Tell me how many lines of the entries below include the string "water", and give only the number.

- _Items from a dataset_
#####

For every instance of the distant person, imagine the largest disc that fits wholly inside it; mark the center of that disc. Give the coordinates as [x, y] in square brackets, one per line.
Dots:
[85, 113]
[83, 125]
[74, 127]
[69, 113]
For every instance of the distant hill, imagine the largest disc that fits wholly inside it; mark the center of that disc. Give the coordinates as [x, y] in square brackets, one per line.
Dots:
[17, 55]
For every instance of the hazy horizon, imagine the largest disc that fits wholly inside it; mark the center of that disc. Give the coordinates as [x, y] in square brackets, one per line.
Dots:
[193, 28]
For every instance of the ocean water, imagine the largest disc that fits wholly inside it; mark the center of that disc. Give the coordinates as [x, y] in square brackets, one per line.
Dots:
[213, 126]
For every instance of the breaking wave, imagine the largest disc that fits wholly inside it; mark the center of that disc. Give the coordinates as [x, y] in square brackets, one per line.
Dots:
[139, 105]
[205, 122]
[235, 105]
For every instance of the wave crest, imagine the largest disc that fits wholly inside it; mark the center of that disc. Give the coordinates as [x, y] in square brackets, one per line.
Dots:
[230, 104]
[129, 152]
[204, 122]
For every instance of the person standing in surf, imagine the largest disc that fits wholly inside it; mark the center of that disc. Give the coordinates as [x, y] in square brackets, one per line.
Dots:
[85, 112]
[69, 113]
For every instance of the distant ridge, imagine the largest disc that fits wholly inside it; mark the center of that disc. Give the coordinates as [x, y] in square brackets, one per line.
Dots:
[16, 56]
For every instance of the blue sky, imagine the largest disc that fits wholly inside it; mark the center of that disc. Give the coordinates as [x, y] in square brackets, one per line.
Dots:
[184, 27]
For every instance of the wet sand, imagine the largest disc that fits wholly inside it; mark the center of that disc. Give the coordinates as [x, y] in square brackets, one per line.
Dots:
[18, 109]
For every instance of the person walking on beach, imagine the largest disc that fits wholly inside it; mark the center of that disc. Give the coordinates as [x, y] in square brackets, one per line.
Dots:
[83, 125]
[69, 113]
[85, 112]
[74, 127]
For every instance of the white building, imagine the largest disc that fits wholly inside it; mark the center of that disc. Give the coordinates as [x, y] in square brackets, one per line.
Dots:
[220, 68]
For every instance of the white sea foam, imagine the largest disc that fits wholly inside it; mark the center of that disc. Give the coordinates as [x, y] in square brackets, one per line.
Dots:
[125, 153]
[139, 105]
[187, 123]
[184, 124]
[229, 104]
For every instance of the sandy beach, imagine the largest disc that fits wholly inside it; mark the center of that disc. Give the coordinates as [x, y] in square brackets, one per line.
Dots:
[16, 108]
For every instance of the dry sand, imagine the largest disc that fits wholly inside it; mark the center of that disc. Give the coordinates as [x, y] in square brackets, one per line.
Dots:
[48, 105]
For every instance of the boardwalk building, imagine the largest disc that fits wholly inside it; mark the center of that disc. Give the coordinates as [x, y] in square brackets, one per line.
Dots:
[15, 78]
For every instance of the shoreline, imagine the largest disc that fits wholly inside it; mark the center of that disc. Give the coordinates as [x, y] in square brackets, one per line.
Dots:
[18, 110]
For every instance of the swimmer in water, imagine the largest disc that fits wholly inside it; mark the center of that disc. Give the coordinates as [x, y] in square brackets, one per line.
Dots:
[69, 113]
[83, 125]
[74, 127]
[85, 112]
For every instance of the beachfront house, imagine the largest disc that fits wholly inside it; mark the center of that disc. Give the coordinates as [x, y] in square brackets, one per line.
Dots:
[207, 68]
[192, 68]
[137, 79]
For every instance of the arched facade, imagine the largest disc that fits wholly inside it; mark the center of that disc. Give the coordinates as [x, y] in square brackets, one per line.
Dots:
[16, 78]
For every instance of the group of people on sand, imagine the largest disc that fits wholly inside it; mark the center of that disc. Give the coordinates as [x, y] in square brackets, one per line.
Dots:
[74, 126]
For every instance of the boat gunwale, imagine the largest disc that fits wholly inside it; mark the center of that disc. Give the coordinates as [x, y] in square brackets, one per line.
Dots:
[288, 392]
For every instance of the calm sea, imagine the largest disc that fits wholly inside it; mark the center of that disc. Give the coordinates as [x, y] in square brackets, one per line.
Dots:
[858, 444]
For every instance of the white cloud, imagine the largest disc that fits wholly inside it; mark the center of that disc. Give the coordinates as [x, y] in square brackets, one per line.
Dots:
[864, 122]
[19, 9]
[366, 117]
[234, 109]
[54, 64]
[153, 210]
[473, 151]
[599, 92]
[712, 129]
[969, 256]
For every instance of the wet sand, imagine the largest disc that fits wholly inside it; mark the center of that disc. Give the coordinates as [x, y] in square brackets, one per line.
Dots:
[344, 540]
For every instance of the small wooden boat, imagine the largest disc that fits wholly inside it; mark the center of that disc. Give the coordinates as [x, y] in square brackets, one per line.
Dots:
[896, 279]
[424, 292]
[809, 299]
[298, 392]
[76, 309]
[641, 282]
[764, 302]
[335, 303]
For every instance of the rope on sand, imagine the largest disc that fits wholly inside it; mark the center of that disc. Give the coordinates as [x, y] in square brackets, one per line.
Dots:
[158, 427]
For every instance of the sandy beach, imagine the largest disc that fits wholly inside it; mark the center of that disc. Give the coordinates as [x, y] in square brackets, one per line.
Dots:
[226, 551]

#####

- _RESULT FOR THIS TASK_
2